- [PASSAGE]
Surrender To What Is

Force vs. Strength: Accepting What Is

Force vs. strength. What a journey, right? I find myself coming back to this distinction again and again, like a song that plays in the background of life, reminding me to soften when I start to push too hard. I forget sometimes, caught up in the need to control, to resist, to make life bend to my will. But life, ever patient, always reminds me: swimming with the current is infinitely easier than fighting against it.

This goes beyond mere metaphor–in 2017, my life flashed before my eyes when a riptide pulled me off the southcentral coast of Costa Rica. It was my first time meeting a riptide and I did not know the protocol. If you’ve ever been in this situation, you know what I’m talking about. The natural reaction is panic, right? You see the shore, and all you want is to get there. So you fight. You kick and claw your way forward with everything you’ve got. But the riptide doesn’t abide. It won’t yield to your force. In fact, the more you fight, the further a riptide pulls you out.

The way out? Surrender. You have to stop resisting and let the current carry you. Swim parallel to the shore, not toward it, and trust the ocean to guide you back to safety. It feels counterintuitive at first—like you’re giving up—but that surrender is where the magic happens. I learned this the hard way. Exhausted by counterproductive efforts, the last thing I remember before I was miraculously dragged to shore was surrendering my life to the ocean.

- [EXERCISE A] Edit the essay on force versus strength from "The way out?" up to and including "to the ocean.", changing "current" to "water".
- [EXERCISE B] According to the essay on force versus strength, where did the riptide pull the writer in 2017?
- [EXERCISE C] Carry on the essay on force versus strength from the point where it stops.
The data have no connection to the essay on force versus strength.

- [RECORDS PROVIDED]
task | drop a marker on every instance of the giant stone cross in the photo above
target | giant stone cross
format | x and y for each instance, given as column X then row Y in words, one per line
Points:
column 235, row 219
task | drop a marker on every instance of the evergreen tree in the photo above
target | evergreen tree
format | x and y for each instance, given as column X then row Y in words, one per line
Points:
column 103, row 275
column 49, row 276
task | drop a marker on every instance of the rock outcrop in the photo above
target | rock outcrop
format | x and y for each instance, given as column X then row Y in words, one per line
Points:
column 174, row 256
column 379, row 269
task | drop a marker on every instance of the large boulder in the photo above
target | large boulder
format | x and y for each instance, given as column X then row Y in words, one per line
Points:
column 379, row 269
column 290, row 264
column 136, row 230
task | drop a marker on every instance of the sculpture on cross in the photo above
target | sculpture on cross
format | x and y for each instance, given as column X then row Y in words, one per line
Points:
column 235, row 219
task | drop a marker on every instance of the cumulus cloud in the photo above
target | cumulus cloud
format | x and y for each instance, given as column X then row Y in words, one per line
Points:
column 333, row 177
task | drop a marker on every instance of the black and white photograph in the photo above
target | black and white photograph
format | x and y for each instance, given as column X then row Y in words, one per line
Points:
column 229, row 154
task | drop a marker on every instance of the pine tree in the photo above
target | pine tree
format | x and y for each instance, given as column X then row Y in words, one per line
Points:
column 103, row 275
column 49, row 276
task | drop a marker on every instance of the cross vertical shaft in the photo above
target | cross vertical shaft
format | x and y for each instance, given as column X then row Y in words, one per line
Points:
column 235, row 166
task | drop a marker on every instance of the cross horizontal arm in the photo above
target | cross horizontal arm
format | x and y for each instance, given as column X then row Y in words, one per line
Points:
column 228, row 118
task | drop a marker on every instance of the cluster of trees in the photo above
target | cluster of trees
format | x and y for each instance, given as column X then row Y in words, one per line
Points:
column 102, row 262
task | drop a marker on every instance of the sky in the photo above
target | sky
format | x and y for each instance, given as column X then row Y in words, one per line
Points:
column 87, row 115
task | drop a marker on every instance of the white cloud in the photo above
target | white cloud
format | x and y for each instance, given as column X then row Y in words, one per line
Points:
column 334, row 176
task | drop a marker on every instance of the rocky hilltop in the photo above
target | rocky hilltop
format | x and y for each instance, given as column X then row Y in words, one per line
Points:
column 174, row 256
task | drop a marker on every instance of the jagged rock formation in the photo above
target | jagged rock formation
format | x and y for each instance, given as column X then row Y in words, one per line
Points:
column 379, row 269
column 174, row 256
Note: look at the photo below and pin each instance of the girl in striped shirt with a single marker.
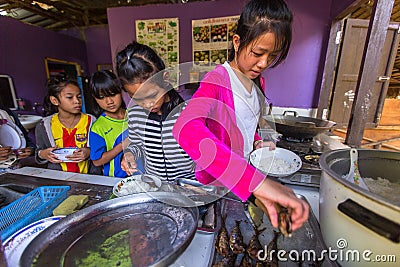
(151, 119)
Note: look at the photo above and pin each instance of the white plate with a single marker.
(61, 153)
(137, 184)
(16, 244)
(11, 135)
(278, 163)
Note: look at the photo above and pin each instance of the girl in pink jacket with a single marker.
(218, 126)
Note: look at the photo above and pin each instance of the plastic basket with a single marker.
(35, 205)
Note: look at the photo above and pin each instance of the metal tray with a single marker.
(217, 221)
(307, 238)
(140, 228)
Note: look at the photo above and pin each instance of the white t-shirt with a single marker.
(247, 109)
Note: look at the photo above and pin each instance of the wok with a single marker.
(298, 127)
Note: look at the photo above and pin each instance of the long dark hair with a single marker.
(137, 63)
(263, 16)
(104, 83)
(54, 88)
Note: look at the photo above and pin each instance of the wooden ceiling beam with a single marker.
(43, 13)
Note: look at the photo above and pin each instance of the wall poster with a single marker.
(211, 39)
(162, 35)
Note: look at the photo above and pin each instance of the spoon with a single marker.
(354, 175)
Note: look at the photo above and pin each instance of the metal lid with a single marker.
(135, 230)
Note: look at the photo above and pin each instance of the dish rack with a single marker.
(35, 205)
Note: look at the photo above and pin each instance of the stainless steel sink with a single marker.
(10, 192)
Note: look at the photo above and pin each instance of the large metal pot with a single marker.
(298, 127)
(354, 221)
(146, 229)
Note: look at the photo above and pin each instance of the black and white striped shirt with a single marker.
(151, 136)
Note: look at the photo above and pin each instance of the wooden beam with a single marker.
(368, 74)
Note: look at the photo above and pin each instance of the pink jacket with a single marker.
(208, 132)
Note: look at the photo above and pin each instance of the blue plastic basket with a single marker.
(35, 205)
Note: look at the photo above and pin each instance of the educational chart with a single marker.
(211, 39)
(162, 35)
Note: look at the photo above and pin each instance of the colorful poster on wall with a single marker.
(211, 39)
(162, 35)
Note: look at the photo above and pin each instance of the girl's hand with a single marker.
(5, 152)
(24, 152)
(270, 192)
(48, 155)
(259, 144)
(79, 155)
(128, 164)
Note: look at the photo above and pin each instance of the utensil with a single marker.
(354, 175)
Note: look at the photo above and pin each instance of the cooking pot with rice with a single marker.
(362, 226)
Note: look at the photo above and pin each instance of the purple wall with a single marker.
(23, 49)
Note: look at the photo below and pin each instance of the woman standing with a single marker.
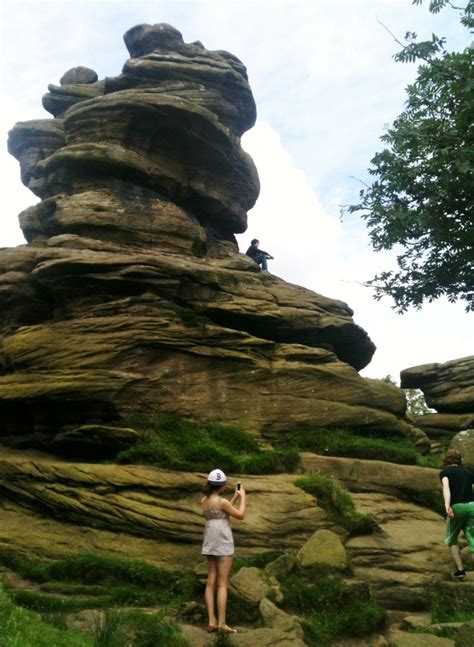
(218, 545)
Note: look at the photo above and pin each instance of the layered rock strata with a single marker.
(448, 388)
(131, 293)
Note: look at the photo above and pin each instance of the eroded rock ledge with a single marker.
(131, 293)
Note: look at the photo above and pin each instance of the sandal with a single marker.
(226, 630)
(211, 628)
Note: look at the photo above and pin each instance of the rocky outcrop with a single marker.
(398, 560)
(131, 294)
(448, 387)
(155, 504)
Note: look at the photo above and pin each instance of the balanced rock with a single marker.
(79, 74)
(324, 547)
(131, 294)
(448, 387)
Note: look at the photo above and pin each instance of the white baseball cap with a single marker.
(216, 476)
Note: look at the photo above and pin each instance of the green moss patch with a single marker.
(89, 580)
(353, 444)
(22, 628)
(186, 445)
(337, 501)
(328, 607)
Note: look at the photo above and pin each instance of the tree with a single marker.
(422, 198)
(416, 403)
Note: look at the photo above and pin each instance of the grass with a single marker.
(186, 445)
(337, 501)
(108, 581)
(22, 628)
(449, 607)
(328, 607)
(352, 444)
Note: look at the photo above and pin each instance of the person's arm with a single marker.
(447, 496)
(237, 513)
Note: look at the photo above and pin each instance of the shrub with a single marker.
(180, 444)
(337, 501)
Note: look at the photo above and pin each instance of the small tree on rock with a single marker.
(422, 198)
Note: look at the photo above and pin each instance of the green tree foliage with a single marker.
(421, 201)
(416, 403)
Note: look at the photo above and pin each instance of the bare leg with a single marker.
(210, 590)
(456, 553)
(224, 564)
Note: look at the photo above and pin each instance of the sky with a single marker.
(326, 87)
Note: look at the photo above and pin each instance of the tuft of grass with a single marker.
(337, 501)
(447, 606)
(175, 443)
(151, 630)
(353, 444)
(329, 607)
(109, 630)
(22, 628)
(222, 640)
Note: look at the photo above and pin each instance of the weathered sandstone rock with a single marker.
(448, 387)
(374, 476)
(443, 425)
(398, 560)
(326, 548)
(278, 619)
(131, 293)
(464, 443)
(152, 503)
(253, 585)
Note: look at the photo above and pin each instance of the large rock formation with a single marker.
(131, 293)
(448, 388)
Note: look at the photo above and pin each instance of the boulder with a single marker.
(441, 426)
(325, 548)
(252, 584)
(79, 74)
(448, 387)
(278, 619)
(405, 481)
(397, 560)
(281, 566)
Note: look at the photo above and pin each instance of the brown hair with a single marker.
(453, 457)
(210, 488)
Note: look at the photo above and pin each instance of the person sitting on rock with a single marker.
(258, 255)
(218, 545)
(458, 497)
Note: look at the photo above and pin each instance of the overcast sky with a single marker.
(325, 85)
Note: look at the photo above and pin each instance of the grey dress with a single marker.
(218, 539)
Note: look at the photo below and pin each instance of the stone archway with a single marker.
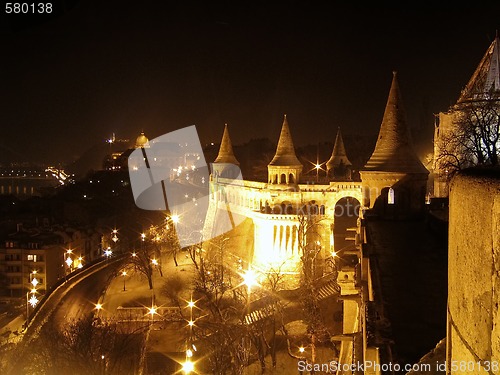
(347, 211)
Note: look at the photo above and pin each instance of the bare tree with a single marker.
(86, 346)
(309, 240)
(141, 260)
(474, 139)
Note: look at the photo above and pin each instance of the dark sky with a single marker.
(96, 67)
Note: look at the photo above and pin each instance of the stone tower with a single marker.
(482, 88)
(226, 165)
(339, 167)
(394, 180)
(285, 168)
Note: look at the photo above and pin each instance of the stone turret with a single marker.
(339, 166)
(226, 165)
(394, 179)
(285, 168)
(482, 88)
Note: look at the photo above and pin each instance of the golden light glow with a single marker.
(33, 300)
(250, 278)
(152, 310)
(187, 367)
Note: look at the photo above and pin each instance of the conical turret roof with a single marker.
(485, 82)
(338, 154)
(226, 154)
(393, 150)
(285, 152)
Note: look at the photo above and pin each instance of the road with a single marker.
(68, 303)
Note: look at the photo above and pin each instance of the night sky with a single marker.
(69, 81)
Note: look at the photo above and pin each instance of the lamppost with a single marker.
(68, 261)
(31, 300)
(124, 273)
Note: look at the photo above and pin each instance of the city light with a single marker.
(187, 367)
(33, 300)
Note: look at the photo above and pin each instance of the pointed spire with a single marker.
(226, 154)
(285, 152)
(338, 154)
(393, 150)
(485, 82)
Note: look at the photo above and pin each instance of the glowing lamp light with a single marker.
(33, 301)
(152, 310)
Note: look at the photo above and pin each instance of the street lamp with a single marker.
(124, 273)
(187, 366)
(152, 312)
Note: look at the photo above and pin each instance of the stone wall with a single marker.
(474, 273)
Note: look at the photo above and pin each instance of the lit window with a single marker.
(390, 196)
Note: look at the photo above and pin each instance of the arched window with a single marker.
(390, 196)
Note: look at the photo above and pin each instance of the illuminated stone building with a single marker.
(394, 179)
(29, 254)
(393, 184)
(277, 208)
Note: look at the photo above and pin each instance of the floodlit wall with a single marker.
(474, 274)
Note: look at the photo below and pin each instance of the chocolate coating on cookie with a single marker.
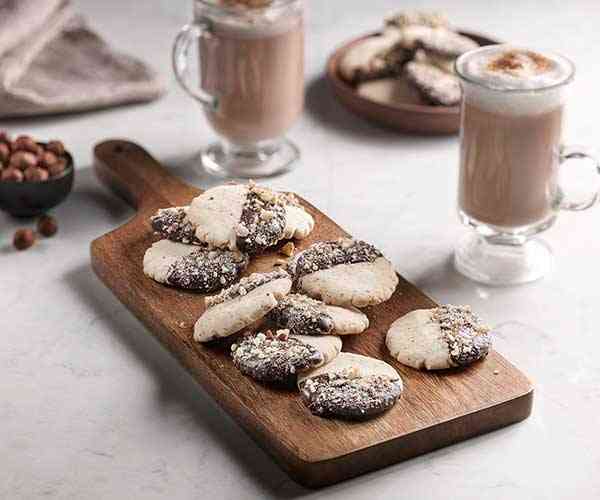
(172, 224)
(347, 397)
(262, 222)
(467, 337)
(244, 286)
(302, 316)
(435, 85)
(327, 254)
(274, 358)
(207, 270)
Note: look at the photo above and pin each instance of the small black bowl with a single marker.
(27, 199)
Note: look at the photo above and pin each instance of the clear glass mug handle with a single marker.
(579, 190)
(189, 34)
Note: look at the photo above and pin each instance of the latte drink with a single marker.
(253, 63)
(512, 118)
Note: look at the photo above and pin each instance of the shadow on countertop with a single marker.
(175, 388)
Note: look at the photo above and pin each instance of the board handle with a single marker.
(130, 172)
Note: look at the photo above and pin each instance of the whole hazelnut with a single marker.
(56, 147)
(23, 239)
(25, 143)
(47, 225)
(47, 159)
(4, 152)
(23, 160)
(36, 174)
(11, 174)
(40, 151)
(58, 167)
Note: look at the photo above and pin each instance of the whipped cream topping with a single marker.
(251, 17)
(504, 67)
(512, 80)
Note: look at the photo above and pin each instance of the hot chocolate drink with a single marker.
(511, 131)
(253, 63)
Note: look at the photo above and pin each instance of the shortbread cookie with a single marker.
(173, 224)
(435, 85)
(374, 57)
(247, 217)
(446, 43)
(390, 91)
(444, 63)
(435, 339)
(305, 316)
(440, 41)
(279, 357)
(404, 19)
(193, 267)
(344, 272)
(241, 304)
(352, 387)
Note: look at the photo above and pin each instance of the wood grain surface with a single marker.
(435, 410)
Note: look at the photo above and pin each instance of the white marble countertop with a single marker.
(91, 407)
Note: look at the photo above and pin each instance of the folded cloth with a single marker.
(51, 62)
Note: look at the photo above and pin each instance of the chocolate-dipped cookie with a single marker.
(279, 357)
(344, 272)
(173, 224)
(248, 217)
(436, 86)
(193, 267)
(241, 304)
(352, 387)
(303, 315)
(444, 337)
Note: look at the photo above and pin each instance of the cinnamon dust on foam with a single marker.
(513, 61)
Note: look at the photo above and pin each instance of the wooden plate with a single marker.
(435, 410)
(408, 117)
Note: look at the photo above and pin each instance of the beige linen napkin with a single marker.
(51, 62)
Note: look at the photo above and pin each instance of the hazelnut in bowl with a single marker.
(34, 176)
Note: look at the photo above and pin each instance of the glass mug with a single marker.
(251, 64)
(515, 175)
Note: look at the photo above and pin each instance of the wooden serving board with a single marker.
(435, 410)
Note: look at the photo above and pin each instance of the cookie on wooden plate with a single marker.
(374, 57)
(436, 86)
(241, 304)
(247, 217)
(173, 224)
(352, 387)
(279, 357)
(193, 267)
(302, 315)
(435, 339)
(344, 272)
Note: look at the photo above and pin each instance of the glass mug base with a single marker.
(488, 261)
(261, 160)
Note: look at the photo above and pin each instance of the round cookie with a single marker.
(352, 387)
(173, 224)
(305, 316)
(436, 339)
(193, 267)
(241, 304)
(374, 57)
(279, 357)
(247, 217)
(434, 84)
(345, 272)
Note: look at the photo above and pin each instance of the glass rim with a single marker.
(567, 79)
(232, 9)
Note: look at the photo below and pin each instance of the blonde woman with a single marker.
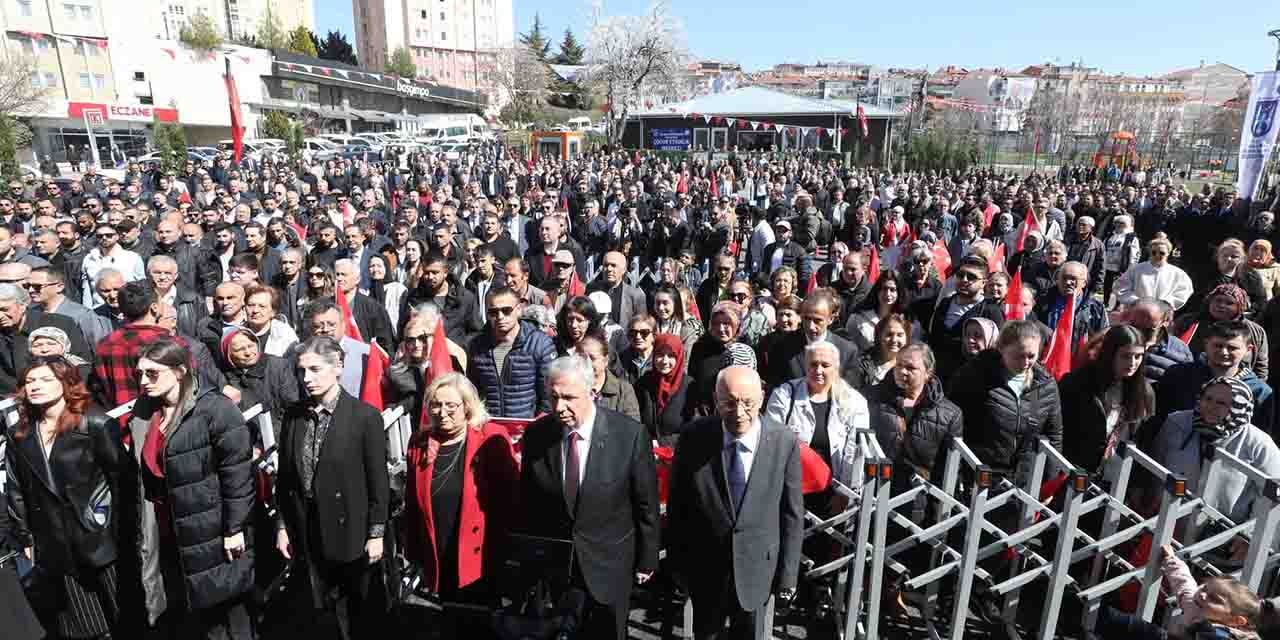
(823, 411)
(458, 496)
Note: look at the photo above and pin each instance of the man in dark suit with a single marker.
(333, 492)
(627, 300)
(589, 476)
(785, 357)
(370, 316)
(736, 512)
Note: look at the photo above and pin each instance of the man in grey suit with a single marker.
(627, 300)
(736, 512)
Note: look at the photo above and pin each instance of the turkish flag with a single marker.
(1028, 224)
(233, 99)
(375, 370)
(1014, 297)
(1057, 359)
(350, 328)
(873, 265)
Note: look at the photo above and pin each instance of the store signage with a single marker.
(671, 140)
(122, 113)
(411, 90)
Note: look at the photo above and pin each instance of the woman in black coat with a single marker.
(195, 494)
(63, 464)
(1105, 401)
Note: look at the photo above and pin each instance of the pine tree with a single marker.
(301, 41)
(535, 40)
(571, 53)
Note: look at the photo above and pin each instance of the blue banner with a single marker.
(671, 140)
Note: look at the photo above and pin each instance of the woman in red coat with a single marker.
(460, 493)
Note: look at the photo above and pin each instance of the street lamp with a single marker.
(1275, 33)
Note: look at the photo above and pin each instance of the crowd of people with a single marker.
(735, 321)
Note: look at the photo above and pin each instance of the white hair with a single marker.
(574, 366)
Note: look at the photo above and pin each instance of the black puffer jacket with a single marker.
(919, 439)
(999, 425)
(209, 490)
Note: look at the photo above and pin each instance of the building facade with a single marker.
(451, 41)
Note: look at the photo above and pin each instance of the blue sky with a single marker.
(1133, 36)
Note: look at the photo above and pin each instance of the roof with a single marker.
(755, 100)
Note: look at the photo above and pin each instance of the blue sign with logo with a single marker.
(671, 140)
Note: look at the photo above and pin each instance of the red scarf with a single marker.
(668, 384)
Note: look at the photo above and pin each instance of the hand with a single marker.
(234, 547)
(282, 544)
(1239, 549)
(374, 549)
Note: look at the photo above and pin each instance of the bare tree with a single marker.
(634, 58)
(18, 95)
(521, 81)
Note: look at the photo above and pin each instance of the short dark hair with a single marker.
(136, 298)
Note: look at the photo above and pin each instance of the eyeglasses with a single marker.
(448, 407)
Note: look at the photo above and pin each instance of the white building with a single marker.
(449, 40)
(1000, 99)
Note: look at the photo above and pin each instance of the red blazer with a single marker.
(489, 489)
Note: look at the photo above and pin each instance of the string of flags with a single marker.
(743, 123)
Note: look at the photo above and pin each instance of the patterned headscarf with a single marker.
(1235, 293)
(1239, 417)
(737, 355)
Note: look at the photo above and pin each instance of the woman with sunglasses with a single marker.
(320, 283)
(1155, 278)
(64, 465)
(195, 493)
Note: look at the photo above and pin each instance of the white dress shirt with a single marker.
(748, 444)
(584, 447)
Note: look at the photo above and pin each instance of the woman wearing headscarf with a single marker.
(1223, 419)
(383, 287)
(662, 392)
(1225, 302)
(54, 342)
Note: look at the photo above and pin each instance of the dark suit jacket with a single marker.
(373, 321)
(350, 484)
(755, 549)
(615, 526)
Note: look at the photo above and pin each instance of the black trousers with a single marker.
(713, 609)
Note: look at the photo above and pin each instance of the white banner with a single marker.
(1258, 137)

- [TASK RESULT A]
The way out? Surrender. You have to stop resisting and let the water carry you. Swim parallel to the shore, not toward it, and trust the ocean to guide you back to safety. It feels counterintuitive at first—like you’re giving up—but that surrender is where the magic happens. I learned this the hard way. Exhausted by counterproductive efforts, the last thing I remember before I was miraculously dragged to shore was surrendering my life to the ocean.

- [TASK RESULT B] Off the southcentral coast of Costa Rica.

- [TASK RESULT C]
So often, we resist reality. We try to force things to happen the way we think they should. We think we know what is best for other people, and hold them to that standard to everyone’s detriment. We cling to plans, expectations, and desires, even when they pull us farther from our intended destination. 

Here’s the thing: life doesn’t stop being life just because we’re uncomfortable. Reality doesn’t bend to our resistance. Instead, it seems to double down. The harder we push, the more we feel that tension pulling us further and further from shore. Perhaps that is a lesson we need to experience, though. I’ll forever revere that fateful day in Costa Rica. Seven years have passed, yet the experience continuously reorients me to surrender.

And let me be clear: surrender isn’t about giving up or being passive. Surrender is an act of strength, not weakness. It’s about having the courage to say, This is what’s happening. This is what is real right now. And I’m going to meet it as it is, not as I wish it were.

Accepting reality doesn’t mean we have to love every thing about it. It’s okay to feel disappointed, sad, or frustrated when life doesn’t go our way. These feelings are a part of what is. Accept them. Feel them.

Acceptance creates space for healing. It allows us to meet life where it is with an open palm instead of a white-knuckled fist. Flow, acceptance, surrender–these states liberate us when we’re stuck in the story of how things should be.

Sometimes, the reminders to surrender are gentle: a quiet nudge to let go of control or trust the timing of something uncertain. Other times, they’re not so gentle—a riptide, a loss, a crisis that forces us to stop and reevaluate. Either way, I believe these reminders are life’s way of inviting us back to the flow.

At the end of the day, reality just is what it is, baby. We can fight it or we can trust it, but the river keeps flowing either way.